**Given information:**
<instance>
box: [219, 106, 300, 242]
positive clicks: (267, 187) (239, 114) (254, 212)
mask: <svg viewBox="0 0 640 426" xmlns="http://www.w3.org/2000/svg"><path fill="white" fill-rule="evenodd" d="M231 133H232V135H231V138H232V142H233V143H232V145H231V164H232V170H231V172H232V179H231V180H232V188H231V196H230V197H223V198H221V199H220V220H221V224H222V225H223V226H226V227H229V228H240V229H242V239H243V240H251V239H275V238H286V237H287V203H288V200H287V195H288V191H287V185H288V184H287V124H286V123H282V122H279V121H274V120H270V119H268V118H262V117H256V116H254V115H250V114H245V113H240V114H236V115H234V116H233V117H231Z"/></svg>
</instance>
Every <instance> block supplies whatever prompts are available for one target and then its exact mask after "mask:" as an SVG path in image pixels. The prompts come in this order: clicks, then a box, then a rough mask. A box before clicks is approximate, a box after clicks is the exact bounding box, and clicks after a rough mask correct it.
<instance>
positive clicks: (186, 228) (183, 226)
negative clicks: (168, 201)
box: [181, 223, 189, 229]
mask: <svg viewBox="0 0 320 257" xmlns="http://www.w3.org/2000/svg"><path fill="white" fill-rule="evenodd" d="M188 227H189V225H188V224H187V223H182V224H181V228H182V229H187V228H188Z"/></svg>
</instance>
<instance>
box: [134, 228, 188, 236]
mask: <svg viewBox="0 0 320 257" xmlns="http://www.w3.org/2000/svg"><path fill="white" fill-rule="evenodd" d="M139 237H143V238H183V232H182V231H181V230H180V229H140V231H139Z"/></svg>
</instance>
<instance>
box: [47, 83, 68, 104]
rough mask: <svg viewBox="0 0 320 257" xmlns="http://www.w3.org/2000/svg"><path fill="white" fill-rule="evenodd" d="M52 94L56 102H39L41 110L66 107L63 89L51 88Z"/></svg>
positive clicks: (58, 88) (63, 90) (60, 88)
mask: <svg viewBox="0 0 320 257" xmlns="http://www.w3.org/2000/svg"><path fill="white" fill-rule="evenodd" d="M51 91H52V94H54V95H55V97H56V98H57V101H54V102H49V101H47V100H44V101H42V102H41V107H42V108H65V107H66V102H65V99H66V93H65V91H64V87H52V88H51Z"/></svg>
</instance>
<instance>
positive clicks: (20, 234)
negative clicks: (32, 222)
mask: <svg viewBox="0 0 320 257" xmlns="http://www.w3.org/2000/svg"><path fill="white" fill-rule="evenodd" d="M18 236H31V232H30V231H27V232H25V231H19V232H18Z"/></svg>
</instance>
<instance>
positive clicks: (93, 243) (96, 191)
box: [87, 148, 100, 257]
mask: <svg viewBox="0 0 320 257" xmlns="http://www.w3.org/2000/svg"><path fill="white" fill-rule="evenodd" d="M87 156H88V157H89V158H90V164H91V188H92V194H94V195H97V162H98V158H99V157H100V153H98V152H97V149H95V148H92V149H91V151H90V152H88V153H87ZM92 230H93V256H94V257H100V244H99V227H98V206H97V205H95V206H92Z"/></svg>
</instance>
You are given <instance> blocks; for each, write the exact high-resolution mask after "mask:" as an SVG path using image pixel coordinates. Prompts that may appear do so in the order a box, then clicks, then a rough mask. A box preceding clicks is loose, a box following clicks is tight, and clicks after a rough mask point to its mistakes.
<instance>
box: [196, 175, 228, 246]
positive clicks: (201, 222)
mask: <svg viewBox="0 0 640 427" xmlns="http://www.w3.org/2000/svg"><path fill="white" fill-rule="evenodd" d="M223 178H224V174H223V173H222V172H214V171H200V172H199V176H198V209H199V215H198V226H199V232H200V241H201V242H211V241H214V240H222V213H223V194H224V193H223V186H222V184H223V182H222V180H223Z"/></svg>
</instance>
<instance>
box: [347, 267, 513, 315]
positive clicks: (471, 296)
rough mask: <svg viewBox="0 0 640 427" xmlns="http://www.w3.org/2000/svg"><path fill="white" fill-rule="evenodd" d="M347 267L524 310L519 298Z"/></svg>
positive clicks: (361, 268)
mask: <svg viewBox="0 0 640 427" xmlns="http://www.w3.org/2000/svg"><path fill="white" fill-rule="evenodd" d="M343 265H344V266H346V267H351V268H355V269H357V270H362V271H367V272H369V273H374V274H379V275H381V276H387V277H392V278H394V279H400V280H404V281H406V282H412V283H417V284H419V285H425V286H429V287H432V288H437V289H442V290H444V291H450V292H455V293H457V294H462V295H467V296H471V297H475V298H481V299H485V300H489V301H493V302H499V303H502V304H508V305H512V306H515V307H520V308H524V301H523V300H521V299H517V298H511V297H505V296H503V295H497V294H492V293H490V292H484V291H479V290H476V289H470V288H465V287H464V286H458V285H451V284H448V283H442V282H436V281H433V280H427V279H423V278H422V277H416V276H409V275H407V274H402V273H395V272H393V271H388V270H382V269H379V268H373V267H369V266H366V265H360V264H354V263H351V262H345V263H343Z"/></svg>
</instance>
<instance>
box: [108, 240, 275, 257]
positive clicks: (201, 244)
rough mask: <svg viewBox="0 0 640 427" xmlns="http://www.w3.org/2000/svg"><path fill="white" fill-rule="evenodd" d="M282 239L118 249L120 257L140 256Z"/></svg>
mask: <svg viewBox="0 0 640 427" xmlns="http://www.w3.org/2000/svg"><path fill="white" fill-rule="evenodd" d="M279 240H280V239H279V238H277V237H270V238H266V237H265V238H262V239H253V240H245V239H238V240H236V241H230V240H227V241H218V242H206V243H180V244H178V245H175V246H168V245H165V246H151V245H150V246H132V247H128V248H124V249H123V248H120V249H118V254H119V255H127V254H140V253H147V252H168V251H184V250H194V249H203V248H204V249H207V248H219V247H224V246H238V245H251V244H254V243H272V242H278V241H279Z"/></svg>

**About this exercise:** Would you copy, word for word, only the lines from the start of the listing to the one that contains "negative clicks: (168, 201)", both included?

**Result of the exercise:**
<instance>
box: [219, 106, 300, 242]
positive clicks: (267, 187) (239, 114) (254, 212)
mask: <svg viewBox="0 0 640 426" xmlns="http://www.w3.org/2000/svg"><path fill="white" fill-rule="evenodd" d="M231 133H232V135H231V138H232V142H233V143H232V145H231V164H232V170H231V172H232V179H231V180H232V188H231V196H230V197H223V198H221V199H220V220H221V224H222V225H223V226H226V227H229V228H240V229H242V239H243V240H251V239H275V238H286V237H287V203H288V200H287V195H288V191H287V185H288V184H287V124H286V123H282V122H279V121H274V120H270V119H268V118H262V117H256V116H254V115H250V114H245V113H240V114H236V115H234V116H233V117H231Z"/></svg>
</instance>
Every <instance> block supplies whatever prompts are available for one target and then its exact mask after "mask:" as an SVG path in image pixels. The prompts come in this order: clicks, then a box, then a rough mask. A box before clicks is approximate, a box after clicks is the exact bounding box, and clicks after a rough mask correct it.
<instance>
positive clicks: (186, 228) (183, 226)
negative clicks: (168, 201)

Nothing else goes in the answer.